**EXCERPTED TEXT:**
[Start of Attachment]

Google CEO Eric Schmidt views replacement of meat by plant protein as the world's No. 1 technical trend. The financial investment community is betting on innovative startups like Beyond Meat or Impossible Foods, while warning clients about "death of meat."

Even Tyson Foods' new CEO sees plant protein as the meat industry's future.

Indeed, Global Meat News reports that nearly half of consumers are reducing meat intake. Beef consumption has dropped by 43 percent in the past 40 years.

Each of us can celebrate spring by checking out the rich collection of plant-based dinners and desserts in our supermarket's frozen food, dairy and produce sections.

Wey Lin,

Prepare for challenge

Congressman Michael Burgess made the front page of Sunday's New York Times article on the GOP health care plan.

"If you ask someone to give up something, there will be resentment," Burgess said. "If that claims my congressional career, so be it. It will be worth it to me to have effected this change."

A spokeswoman in his Washington office told me Wednesday morning that he will vote for the plan on the House floor.

The White House analysis predicts 26 million will lose insurance coverage. The young will no longer be required to buy insurance, so the premiums for the old must go up considerably.

There's a $600 billion tax cut for the wealthy over 10 years, and there will be spending cuts to Medicare.

Burgess may think that toeing the Republican Party line will bring resentment; perhaps he should prepare himself for outrage, and a challenge to his congressional career.

Mark Spencer,
Cross Roads

Sick spectacles

The 59th annual Sweetwater Rattlesnake Roundup was held last weekend in West Texas.

The pain and suffering intentionally inflicted upon rattlesnakes during roundups is indefensible. Rattlesnakes bite only to defend themselves and actively avoid contact with humans.

[End of Attachment]

**RECORD EXTRACTS:**
[Start of Attachment]

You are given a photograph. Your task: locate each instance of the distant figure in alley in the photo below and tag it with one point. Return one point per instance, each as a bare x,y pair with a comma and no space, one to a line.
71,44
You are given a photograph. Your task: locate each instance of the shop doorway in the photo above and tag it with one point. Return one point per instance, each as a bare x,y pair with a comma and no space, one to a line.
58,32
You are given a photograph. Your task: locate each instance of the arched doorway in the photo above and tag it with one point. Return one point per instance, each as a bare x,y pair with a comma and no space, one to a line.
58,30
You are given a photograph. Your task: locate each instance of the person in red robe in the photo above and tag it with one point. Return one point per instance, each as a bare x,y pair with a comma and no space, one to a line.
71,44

[End of Attachment]

**WORK TO COMPLETE:**
a. Summarize the excerpted text in exactly three sentences.
b. Name every person mentioned by name in the excerpted text.
c. Extract the passage of the excerpted text starting with "Google CEO Eric" and going on through "meat industry's future.".

**TASK-BY-TASK SOLUTIONS:**
a. Investors and industry leaders see plant protein as the future of meat, nearly half of consumers are cutting back on meat, and readers are encouraged to try plant-based dinners and desserts. Congressman Michael Burgess will vote for the GOP health care plan, which the White House analysis predicts will cost 26 million people their insurance, and the writer suggests he should prepare for outrage and a challenge to his congressional career. After the 59th annual Sweetwater Rattlesnake Roundup in West Texas, the pain and suffering inflicted on rattlesnakes during roundups is called indefensible.

b.
Eric Schmidt
Wey Lin
Michael Burgess
Mark Spencer

c.
Google CEO Eric Schmidt views replacement of meat by plant protein as the world's No. 1 technical trend. The financial investment community is betting on innovative startups like Beyond Meat or Impossible Foods, while warning clients about "death of meat."

Even Tyson Foods' new CEO sees plant protein as the meat industry's future.